■ Data entries:
= = =
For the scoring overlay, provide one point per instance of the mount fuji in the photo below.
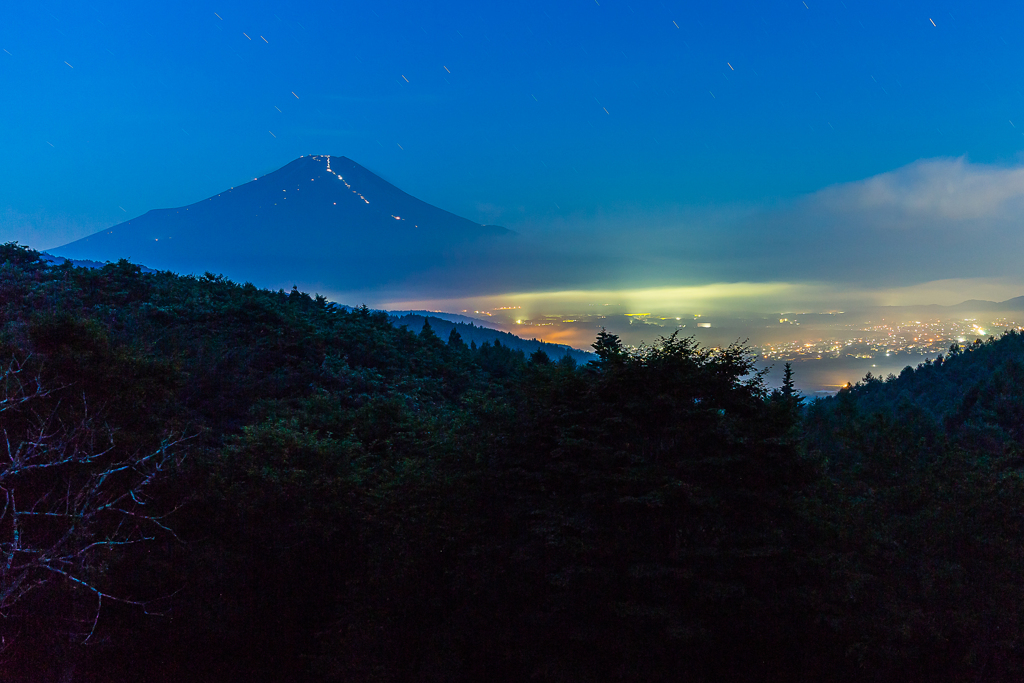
(321, 221)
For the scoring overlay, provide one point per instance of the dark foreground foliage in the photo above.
(309, 494)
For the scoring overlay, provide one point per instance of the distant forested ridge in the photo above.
(477, 335)
(202, 480)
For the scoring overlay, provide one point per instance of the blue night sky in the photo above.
(750, 121)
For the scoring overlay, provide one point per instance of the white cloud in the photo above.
(952, 189)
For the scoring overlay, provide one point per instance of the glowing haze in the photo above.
(733, 157)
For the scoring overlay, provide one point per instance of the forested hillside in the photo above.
(474, 336)
(208, 481)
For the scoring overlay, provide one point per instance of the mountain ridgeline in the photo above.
(211, 481)
(324, 220)
(476, 336)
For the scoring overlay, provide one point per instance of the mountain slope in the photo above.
(320, 220)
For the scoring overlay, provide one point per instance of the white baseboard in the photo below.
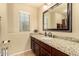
(20, 52)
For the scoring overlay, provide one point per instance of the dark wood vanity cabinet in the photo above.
(42, 49)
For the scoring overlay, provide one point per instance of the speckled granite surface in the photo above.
(66, 46)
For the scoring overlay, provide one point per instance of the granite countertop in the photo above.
(66, 46)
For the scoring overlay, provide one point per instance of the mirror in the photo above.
(58, 17)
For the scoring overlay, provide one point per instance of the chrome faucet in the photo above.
(50, 34)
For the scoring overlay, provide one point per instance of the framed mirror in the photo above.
(58, 18)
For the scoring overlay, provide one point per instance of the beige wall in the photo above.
(9, 25)
(3, 22)
(75, 23)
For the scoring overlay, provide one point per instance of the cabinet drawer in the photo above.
(56, 52)
(43, 52)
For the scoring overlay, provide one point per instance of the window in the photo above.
(24, 21)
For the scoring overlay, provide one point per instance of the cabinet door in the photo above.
(33, 45)
(43, 52)
(37, 48)
(56, 52)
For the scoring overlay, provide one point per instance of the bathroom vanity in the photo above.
(45, 46)
(42, 49)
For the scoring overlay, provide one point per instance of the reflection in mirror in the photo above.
(56, 17)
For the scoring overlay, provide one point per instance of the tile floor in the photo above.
(28, 53)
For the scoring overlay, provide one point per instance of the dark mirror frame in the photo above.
(69, 18)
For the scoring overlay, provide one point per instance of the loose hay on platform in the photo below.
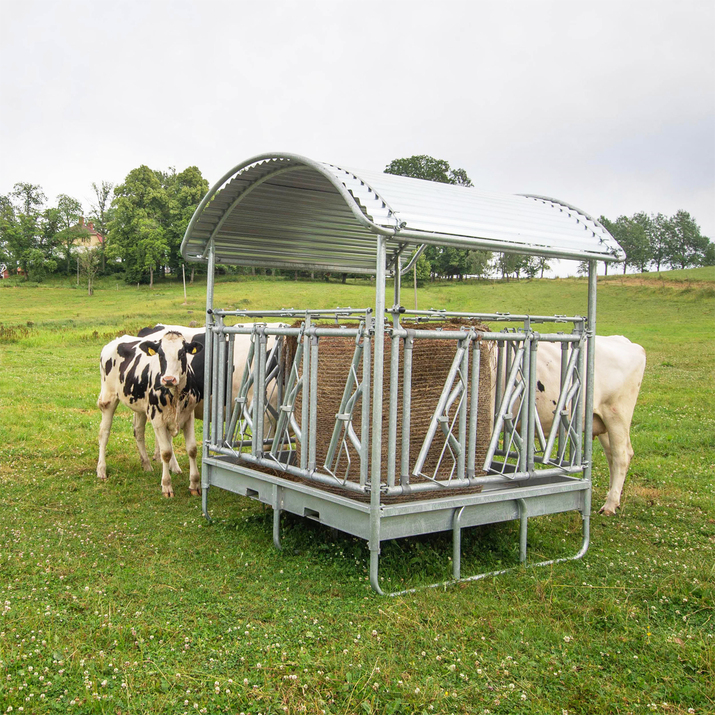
(431, 363)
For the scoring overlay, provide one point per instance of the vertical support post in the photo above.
(277, 508)
(526, 403)
(523, 525)
(531, 415)
(462, 436)
(397, 273)
(305, 426)
(365, 423)
(392, 418)
(562, 430)
(229, 385)
(313, 414)
(259, 392)
(406, 408)
(457, 543)
(474, 408)
(205, 472)
(590, 371)
(219, 397)
(376, 456)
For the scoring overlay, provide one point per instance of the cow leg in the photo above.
(139, 426)
(163, 437)
(173, 465)
(616, 444)
(192, 450)
(108, 407)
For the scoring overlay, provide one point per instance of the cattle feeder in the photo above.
(380, 421)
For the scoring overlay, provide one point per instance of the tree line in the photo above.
(142, 223)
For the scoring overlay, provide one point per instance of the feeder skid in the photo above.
(381, 422)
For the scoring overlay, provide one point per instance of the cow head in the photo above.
(171, 350)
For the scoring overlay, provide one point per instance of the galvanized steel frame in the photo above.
(530, 480)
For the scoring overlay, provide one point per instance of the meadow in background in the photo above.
(115, 600)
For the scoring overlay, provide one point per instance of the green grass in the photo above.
(115, 600)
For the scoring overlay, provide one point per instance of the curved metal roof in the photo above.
(287, 211)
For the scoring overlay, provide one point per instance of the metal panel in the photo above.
(288, 211)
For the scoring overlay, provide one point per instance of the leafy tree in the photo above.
(25, 232)
(426, 167)
(660, 229)
(37, 265)
(184, 192)
(101, 213)
(537, 264)
(89, 262)
(686, 246)
(68, 215)
(632, 238)
(512, 264)
(167, 200)
(152, 248)
(479, 263)
(709, 255)
(443, 261)
(140, 198)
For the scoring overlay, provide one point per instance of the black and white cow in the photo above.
(242, 344)
(154, 377)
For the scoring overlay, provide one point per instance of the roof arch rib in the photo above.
(288, 211)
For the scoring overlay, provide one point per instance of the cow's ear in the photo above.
(149, 348)
(194, 348)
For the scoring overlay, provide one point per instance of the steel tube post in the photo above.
(220, 396)
(564, 366)
(523, 525)
(474, 408)
(376, 456)
(392, 418)
(579, 401)
(205, 471)
(365, 423)
(406, 408)
(457, 543)
(461, 458)
(259, 393)
(305, 427)
(313, 413)
(215, 338)
(531, 415)
(229, 385)
(525, 401)
(590, 372)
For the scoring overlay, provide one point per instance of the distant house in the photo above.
(92, 239)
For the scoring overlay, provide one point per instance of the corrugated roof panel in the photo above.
(287, 211)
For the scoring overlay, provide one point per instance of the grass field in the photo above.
(115, 600)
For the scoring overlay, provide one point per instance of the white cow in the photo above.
(153, 376)
(619, 369)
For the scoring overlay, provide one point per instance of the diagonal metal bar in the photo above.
(439, 411)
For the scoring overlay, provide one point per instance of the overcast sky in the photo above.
(609, 106)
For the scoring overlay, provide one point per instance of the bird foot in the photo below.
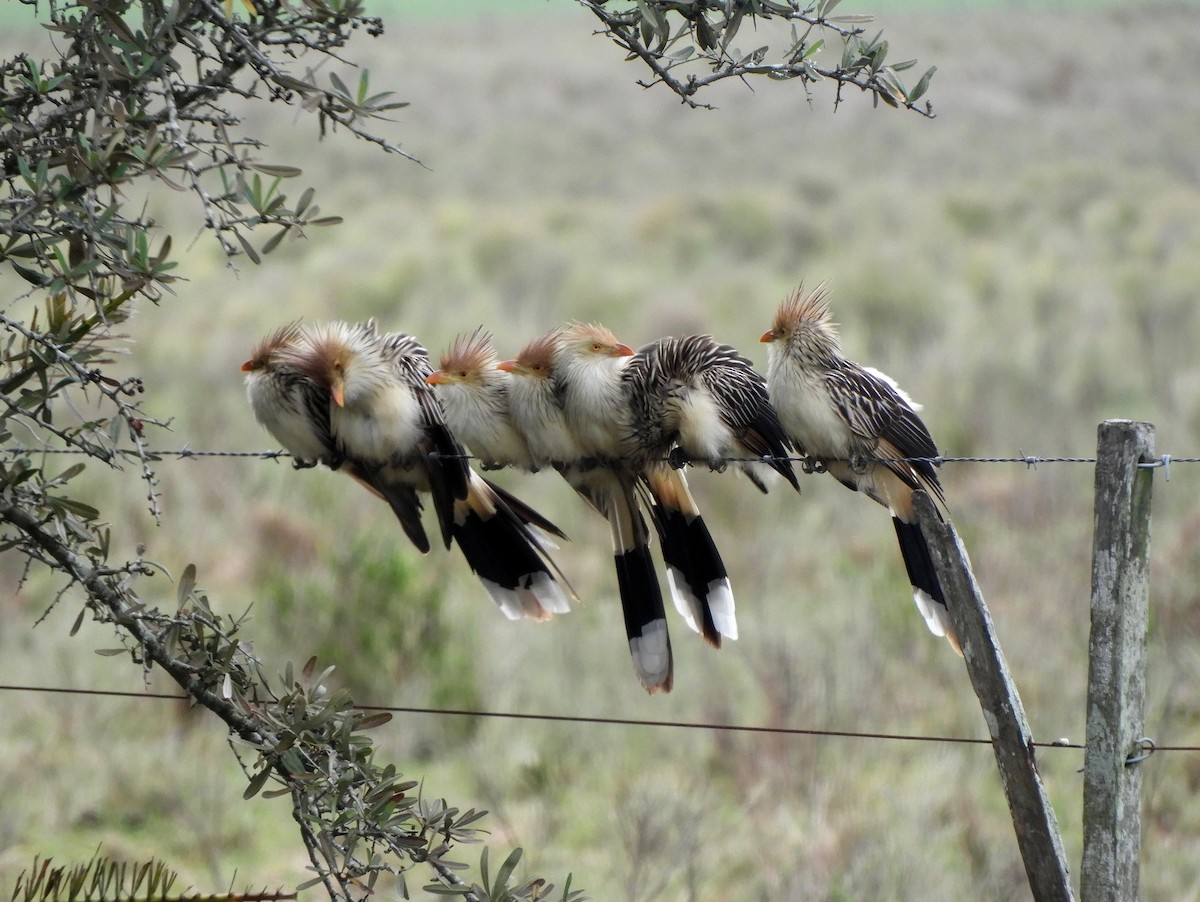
(810, 464)
(677, 458)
= = =
■ Work instructions: Format all the items above as a two-column CSV with the headers "text" and "answer", one row per item, each field in double quotes with line breaks turned into spaces. Leave the pictures out.

■ Task answer:
text,answer
"For the scoring overlay, provide one point per instance of the mount fuji in the photo below.","(321, 221)"
"For the scoring overlay, provide one point per instance of the dark foreground foliage in the photo above.","(309, 494)"
"For the scoring overlay, provide one point per instance of the distant forested ridge in the photo above.","(477, 335) (202, 480)"
"For the scoring overlay, provide one point per instance of the blue night sky in the photo above.","(750, 121)"
"For the scoring overlay, provide one point per instance of the white cloud in the photo above.","(952, 189)"
"For the scoring overlay, provide one point per instance of the glowing haze in the photo above.","(733, 157)"
"For the scoring overlay, provide one point per instance of the forested hillside in the photo above.","(474, 336) (208, 481)"
"For the scoring overlay, provide one point per instance of the mountain ridgeline in the photo above.","(211, 481) (324, 220) (476, 336)"
"For the scoring overlay, provide one point per instance of the mountain slope in the photo above.","(320, 220)"
"For the scoring overlay, provide one point per instance of the white baseboard in the photo below.","(20, 52)"
"For the scoring overlay, provide one point per instance of the dark wood vanity cabinet in the photo above.","(42, 49)"
"For the scoring overlay, provide one point per instance of the speckled granite surface in the photo above.","(66, 46)"
"For the scoring overlay, provide one point per instance of the granite countertop in the photo above.","(66, 46)"
"For the scoring overlay, provide one point per instance of the mirror in the photo above.","(58, 17)"
"For the scoring overlay, provide one point per instance of the chrome faucet in the photo above.","(50, 34)"
"For the scoring overlay, provide one point per instance of the framed mirror in the photo above.","(58, 18)"
"For the scoring overlay, provide one point per instance of the beige wall in the photo above.","(9, 25) (3, 22) (75, 23)"
"For the scoring overlay, provide one point per instance of the cabinet drawer in the photo above.","(56, 52) (43, 52)"
"For the scoring overlay, provide one point per instance of the window in the photo above.","(24, 21)"
"For the scoring overlay, provide one point per instance of the cabinet door in the photo above.","(33, 45) (43, 52) (37, 48) (56, 52)"
"For the scoring overlay, provide one point per instance of the bathroom vanity in the photo above.","(45, 46) (42, 49)"
"For the scoring overlay, provide one point per instance of the reflection in mirror in the photo above.","(56, 17)"
"For the scoring overlay, provide one point per instance of the tile floor in the photo above.","(28, 53)"
"For the scoring overlay, provide one point per instance of the dark mirror frame in the photo above.","(69, 18)"
"For the scoring overlay, provide one point per instance of the loose hay on platform in the photo below.","(431, 363)"
"For the scoring overlay, provide one point per instance of the vertical support post in the photo above.","(277, 508) (526, 403) (523, 525) (531, 415) (462, 436) (397, 273) (305, 426) (365, 423) (392, 418) (562, 430) (229, 385) (313, 414) (259, 392) (406, 408) (457, 543) (474, 408) (205, 472) (590, 371) (219, 397) (376, 456)"
"For the scoring overlay, provide one point per instance of the cow leg in the photo above.","(139, 426) (163, 437) (173, 465) (616, 444) (192, 450) (108, 407)"
"For the scoring overlay, provide one point per instance of the cattle feeder in the photo above.","(380, 421)"
"For the scoring overlay, provide one point per instance of the tree line in the photo above.","(142, 223)"
"For the scoring overlay, provide one point per instance of the feeder skid in the photo above.","(381, 422)"
"For the scoring overlay, provide one point per instance of the cow head in the photo above.","(171, 350)"
"For the scoring overlay, provide one point per instance of the galvanized steel frame in the photo above.","(530, 480)"
"For the scoring overlay, provide one point per instance of the meadow in background in the photo above.","(115, 600)"
"For the scoring overlay, provide one point per instance of the green grass in the photo above.","(115, 600)"
"For the scoring overlay, provide one point per instance of the curved metal roof in the photo above.","(287, 211)"
"For the scoring overlay, provide one point per instance of the metal panel in the photo above.","(288, 211)"
"For the scoring overlay, provide one point per instance of the leafy tree in the photo above.","(25, 232) (426, 167) (660, 229) (37, 265) (184, 192) (101, 213) (537, 264) (89, 262) (686, 246) (68, 215) (632, 238) (512, 264) (167, 200) (152, 248) (479, 263) (709, 255) (443, 261) (140, 198)"
"For the scoring overlay, provide one point per instance of the black and white cow in the photo above.","(242, 344) (154, 377)"
"For the scoring overlay, provide one point per instance of the roof arch rib in the photo above.","(288, 211)"
"For the scoring overlay, provide one point per instance of the cow's ear in the photo above.","(149, 348) (194, 348)"
"For the scoring overlay, provide one point per instance of the steel tube post in the photo above.","(220, 396) (564, 366) (523, 525) (474, 408) (376, 456) (392, 418) (579, 401) (205, 471) (365, 423) (406, 408) (457, 543) (461, 458) (259, 393) (305, 427) (313, 413) (215, 338) (531, 415) (229, 385) (525, 401) (590, 372)"
"For the scoring overlay, provide one point per instance of the distant house in the photo above.","(92, 239)"
"For the scoring overlay, provide one point per instance of the corrugated roof panel in the photo above.","(287, 211)"
"For the scoring overlay, provide one point per instance of the grass field in the photo above.","(115, 600)"
"For the scoring overlay, provide one point per instance of the white cow in the photo above.","(153, 376) (619, 369)"
"For the scoring overlay, provide one point per instance of the diagonal metal bar in the photo above.","(439, 411)"
"For the scoring overlay, provide one point per instance of the overcast sky in the photo above.","(609, 106)"
"For the scoring overlay, provide one point per instance of the bird foot in the photo below.","(810, 464) (677, 458)"